== Data for processing ==
########################################
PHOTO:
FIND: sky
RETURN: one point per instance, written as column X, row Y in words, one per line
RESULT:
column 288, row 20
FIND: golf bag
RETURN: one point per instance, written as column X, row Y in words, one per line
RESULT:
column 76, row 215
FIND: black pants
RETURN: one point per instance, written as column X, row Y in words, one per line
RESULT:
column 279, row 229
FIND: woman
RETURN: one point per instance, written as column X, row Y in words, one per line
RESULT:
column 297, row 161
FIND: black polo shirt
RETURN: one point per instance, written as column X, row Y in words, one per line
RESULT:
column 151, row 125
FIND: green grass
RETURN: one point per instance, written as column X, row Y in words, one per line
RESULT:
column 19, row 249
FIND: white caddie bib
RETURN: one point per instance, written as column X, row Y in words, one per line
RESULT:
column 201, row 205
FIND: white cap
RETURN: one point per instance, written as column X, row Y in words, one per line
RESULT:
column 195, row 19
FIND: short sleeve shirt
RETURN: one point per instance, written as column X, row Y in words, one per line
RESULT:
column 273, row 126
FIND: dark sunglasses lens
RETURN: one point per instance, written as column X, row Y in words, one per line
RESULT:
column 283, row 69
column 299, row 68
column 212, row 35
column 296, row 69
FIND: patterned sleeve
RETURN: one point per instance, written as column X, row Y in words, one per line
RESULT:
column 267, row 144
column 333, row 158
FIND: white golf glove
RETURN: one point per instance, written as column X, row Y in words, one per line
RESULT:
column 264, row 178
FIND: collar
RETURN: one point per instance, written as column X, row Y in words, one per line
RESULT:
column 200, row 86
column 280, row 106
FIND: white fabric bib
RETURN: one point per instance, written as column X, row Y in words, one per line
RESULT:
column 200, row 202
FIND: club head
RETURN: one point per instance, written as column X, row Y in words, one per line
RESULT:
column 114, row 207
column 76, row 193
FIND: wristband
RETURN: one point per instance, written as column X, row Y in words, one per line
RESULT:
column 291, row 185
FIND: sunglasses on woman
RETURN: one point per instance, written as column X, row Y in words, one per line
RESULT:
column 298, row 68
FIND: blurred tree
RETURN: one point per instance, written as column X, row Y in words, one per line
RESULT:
########################################
== Exercise details ==
Could you rewrite all the entries above, substituting "vest" for every "bib" and leaving everything else unchanged?

== Answer for the task ==
PHOTO:
FIND: sky
RETURN: one point per instance, written as column X, row Y in words, one per line
RESULT:
column 288, row 20
FIND: golf bag
RETURN: one point per instance, written as column X, row Y in words, one per line
RESULT:
column 76, row 215
FIND: black pants
RETURN: one point per instance, written as column X, row Y in words, one per line
RESULT:
column 279, row 229
FIND: woman
RETURN: one point per instance, written as column X, row Y in words, one per line
RESULT:
column 297, row 161
FIND: black polo shirt
RETURN: one point per instance, written as column X, row Y in words, one per line
RESULT:
column 151, row 125
FIND: green grass
RETURN: one point per instance, written as column X, row Y in words, one per line
RESULT:
column 19, row 249
FIND: white caddie vest
RETURN: one point per instance, written as column X, row Y in words, one per line
RESULT:
column 201, row 205
FIND: white cap
RETURN: one point per instance, written as column X, row Y in words, one per line
RESULT:
column 195, row 19
FIND: short sleeve shirt
RETURN: one point per instance, written as column X, row Y in words, one per line
RESULT:
column 273, row 126
FIND: dark sunglasses lens
RETURN: one point per instance, written as column X, row Y in words, one per line
RESULT:
column 283, row 69
column 299, row 68
column 212, row 35
column 296, row 69
FIND: patterned sleeve
RETURN: one point per instance, written as column X, row Y in words, one per line
RESULT:
column 267, row 144
column 333, row 158
FIND: white golf glove
RETURN: one point per instance, written as column X, row Y in words, one per line
RESULT:
column 264, row 178
FIND: collar
RETURN: one point per instance, written as column X, row Y in words, one per line
RESULT:
column 200, row 86
column 280, row 106
FIND: white fabric vest
RETURN: one point per instance, written as column X, row Y in words, one per line
RESULT:
column 200, row 202
FIND: club head
RETURN: one point per instance, written as column X, row Y in words, one per line
RESULT:
column 114, row 207
column 76, row 193
FIND: wristband
RETURN: one point per instance, written as column X, row Y in words, one per line
RESULT:
column 291, row 185
FIND: sunglasses on woman
RETURN: one point per instance, written as column X, row Y in words, one per line
RESULT:
column 298, row 68
FIND: blurred tree
RETURN: one point per instance, written as column X, row Y in words, one per line
RESULT:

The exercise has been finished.